--- Start Data for the task ---
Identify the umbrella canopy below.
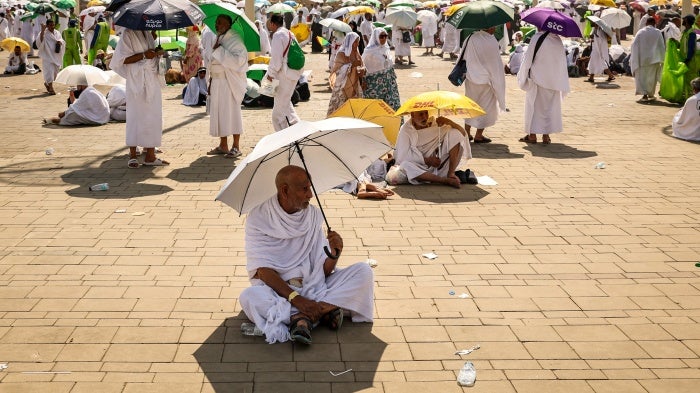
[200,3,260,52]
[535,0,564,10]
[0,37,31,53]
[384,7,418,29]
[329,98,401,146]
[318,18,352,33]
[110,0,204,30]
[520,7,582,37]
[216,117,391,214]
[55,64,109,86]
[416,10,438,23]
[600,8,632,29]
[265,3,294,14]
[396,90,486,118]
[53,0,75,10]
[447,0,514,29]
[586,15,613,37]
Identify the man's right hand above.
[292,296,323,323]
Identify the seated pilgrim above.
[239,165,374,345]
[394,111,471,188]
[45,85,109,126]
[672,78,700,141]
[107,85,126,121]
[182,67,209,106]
--- End Data for the task ---
--- Start Data for the task ---
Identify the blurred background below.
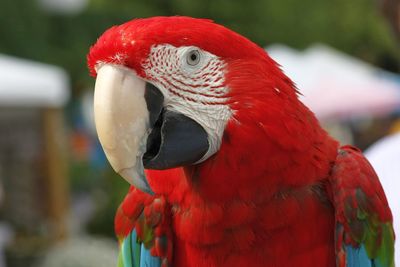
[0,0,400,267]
--- End Data for the task ---
--- Start Data for the task ---
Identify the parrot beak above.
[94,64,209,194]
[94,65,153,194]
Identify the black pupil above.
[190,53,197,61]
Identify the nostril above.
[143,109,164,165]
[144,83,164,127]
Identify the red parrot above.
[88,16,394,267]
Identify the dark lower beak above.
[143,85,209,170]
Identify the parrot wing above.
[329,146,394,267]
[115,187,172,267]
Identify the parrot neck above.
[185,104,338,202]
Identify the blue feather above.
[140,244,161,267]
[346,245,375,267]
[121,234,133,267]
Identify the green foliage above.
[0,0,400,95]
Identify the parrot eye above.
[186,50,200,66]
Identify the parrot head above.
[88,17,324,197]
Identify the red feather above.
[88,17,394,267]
--- End Data for the task ---
§ **Given instruction**: Reproduce the rows from the line containing "Identify the parrot neck above." down to the line containing "[88,17,394,267]", substituting "Locate" for every "Identify" and leaving everything else unchanged.

§ **Answer to the exercise**:
Locate the parrot neck above.
[185,104,338,202]
Locate the blue feather above.
[140,244,161,267]
[346,245,375,267]
[121,234,133,267]
Locate the green foliage above.
[0,0,400,95]
Locate the parrot eye above.
[186,50,200,66]
Locate the parrot head above.
[88,17,324,197]
Locate the red feather above.
[88,17,394,267]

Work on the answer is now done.